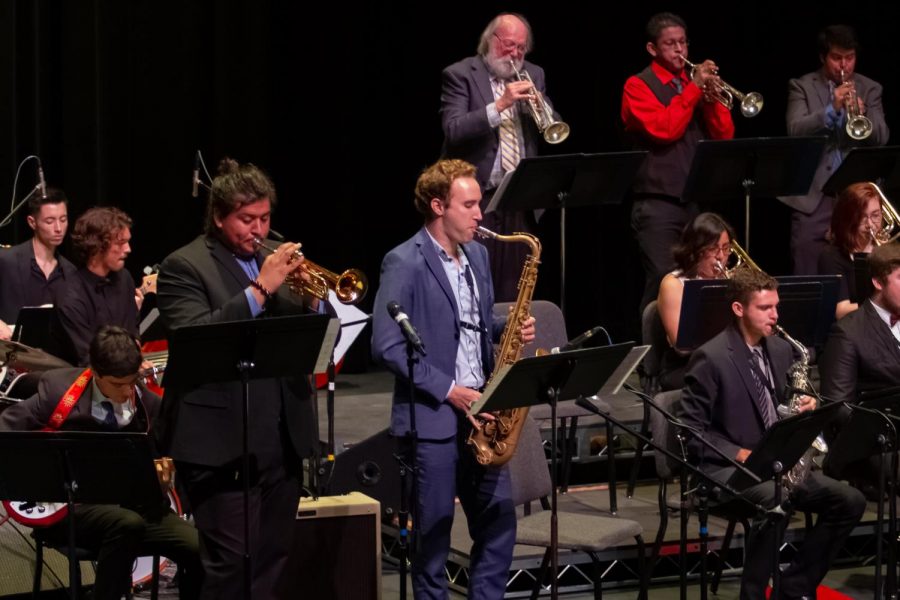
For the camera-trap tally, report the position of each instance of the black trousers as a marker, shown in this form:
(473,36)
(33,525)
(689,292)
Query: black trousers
(119,535)
(217,499)
(839,507)
(657,226)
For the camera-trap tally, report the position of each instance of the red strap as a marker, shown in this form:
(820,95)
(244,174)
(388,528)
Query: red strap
(68,401)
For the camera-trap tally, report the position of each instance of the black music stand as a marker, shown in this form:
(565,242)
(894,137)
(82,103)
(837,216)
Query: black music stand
(74,467)
(240,351)
(870,430)
(551,378)
(806,308)
(866,164)
(767,167)
(862,278)
(565,180)
(778,451)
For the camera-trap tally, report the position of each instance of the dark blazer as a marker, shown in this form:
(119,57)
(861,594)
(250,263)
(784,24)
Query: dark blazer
(465,92)
(719,394)
(412,274)
(34,413)
(860,354)
(202,283)
(808,97)
(15,269)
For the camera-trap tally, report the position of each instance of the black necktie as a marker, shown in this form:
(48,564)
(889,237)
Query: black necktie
(763,395)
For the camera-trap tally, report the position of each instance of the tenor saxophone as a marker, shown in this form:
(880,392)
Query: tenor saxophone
(798,379)
(494,442)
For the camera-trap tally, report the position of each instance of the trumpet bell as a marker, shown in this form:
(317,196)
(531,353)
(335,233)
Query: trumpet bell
(752,104)
(556,132)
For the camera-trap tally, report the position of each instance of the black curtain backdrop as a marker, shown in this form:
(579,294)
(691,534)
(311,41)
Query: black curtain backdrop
(339,103)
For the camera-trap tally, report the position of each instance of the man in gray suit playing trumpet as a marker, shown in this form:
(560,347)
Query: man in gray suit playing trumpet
(823,103)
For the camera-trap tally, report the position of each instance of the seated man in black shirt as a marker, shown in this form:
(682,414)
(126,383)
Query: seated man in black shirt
(102,291)
(34,273)
(110,398)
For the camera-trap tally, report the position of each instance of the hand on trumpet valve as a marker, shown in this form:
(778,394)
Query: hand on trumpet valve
(513,92)
(705,73)
(286,259)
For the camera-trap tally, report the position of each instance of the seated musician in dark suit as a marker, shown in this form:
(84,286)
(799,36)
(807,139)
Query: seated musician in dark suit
(34,272)
(856,218)
(102,291)
(731,389)
(109,397)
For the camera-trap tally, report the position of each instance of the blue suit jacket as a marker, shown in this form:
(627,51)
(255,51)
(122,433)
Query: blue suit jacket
(412,274)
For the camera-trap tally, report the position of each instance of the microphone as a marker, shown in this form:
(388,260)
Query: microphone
(578,342)
(409,332)
(195,183)
(43,183)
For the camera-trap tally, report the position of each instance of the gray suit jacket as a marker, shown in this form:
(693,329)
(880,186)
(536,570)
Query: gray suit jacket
(808,97)
(465,92)
(861,354)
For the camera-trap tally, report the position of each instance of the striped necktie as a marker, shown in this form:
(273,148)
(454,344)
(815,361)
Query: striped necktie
(763,396)
(509,137)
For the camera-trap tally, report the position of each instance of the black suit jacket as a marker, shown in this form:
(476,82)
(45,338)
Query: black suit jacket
(202,283)
(15,269)
(719,394)
(861,354)
(34,413)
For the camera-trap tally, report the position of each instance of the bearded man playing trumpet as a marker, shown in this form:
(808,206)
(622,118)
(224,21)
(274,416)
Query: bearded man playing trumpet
(221,276)
(667,113)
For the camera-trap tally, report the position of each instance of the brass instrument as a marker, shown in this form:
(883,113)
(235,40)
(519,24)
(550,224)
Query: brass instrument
(494,442)
(890,219)
(350,287)
(798,380)
(742,259)
(859,126)
(724,94)
(554,131)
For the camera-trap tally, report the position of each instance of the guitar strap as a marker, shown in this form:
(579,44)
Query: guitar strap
(68,401)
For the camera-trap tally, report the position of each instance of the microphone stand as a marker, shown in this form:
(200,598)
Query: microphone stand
(408,469)
(703,488)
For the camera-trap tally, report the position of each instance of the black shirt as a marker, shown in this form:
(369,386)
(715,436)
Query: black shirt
(89,303)
(23,283)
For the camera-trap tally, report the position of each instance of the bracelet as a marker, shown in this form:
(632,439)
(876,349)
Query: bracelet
(262,289)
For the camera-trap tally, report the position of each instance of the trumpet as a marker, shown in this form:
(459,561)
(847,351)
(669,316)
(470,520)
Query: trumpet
(859,126)
(742,259)
(725,94)
(889,220)
(554,131)
(350,287)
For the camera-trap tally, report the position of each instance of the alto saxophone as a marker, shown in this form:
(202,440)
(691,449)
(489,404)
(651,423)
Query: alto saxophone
(798,379)
(494,442)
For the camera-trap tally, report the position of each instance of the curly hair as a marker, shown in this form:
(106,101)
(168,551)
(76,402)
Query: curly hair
(435,182)
(95,231)
(236,185)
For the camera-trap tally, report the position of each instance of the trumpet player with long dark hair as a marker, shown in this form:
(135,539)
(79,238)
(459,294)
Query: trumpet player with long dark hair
(856,218)
(486,122)
(702,253)
(222,276)
(733,385)
(667,112)
(822,103)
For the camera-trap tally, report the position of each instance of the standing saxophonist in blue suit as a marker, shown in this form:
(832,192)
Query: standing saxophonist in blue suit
(442,279)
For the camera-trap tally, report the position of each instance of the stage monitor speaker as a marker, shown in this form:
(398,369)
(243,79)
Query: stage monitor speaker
(370,467)
(336,552)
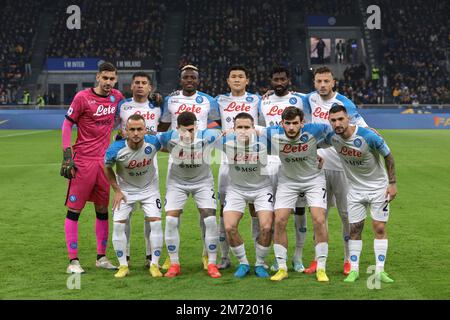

------------------------------------------------------------

> **TASK TO COMPLETE**
List every line in the data above that contains the word "necktie".

> **SOLUTION FOR THIS EXERCISE**
For the camera-trap tally, report the position of each instance of the black necktie as a marker, shown in this form:
Query: black necktie
For the camera-trap tally, report the position of each instance of the striped necktie as a marker, shown in this form:
Query: striped necktie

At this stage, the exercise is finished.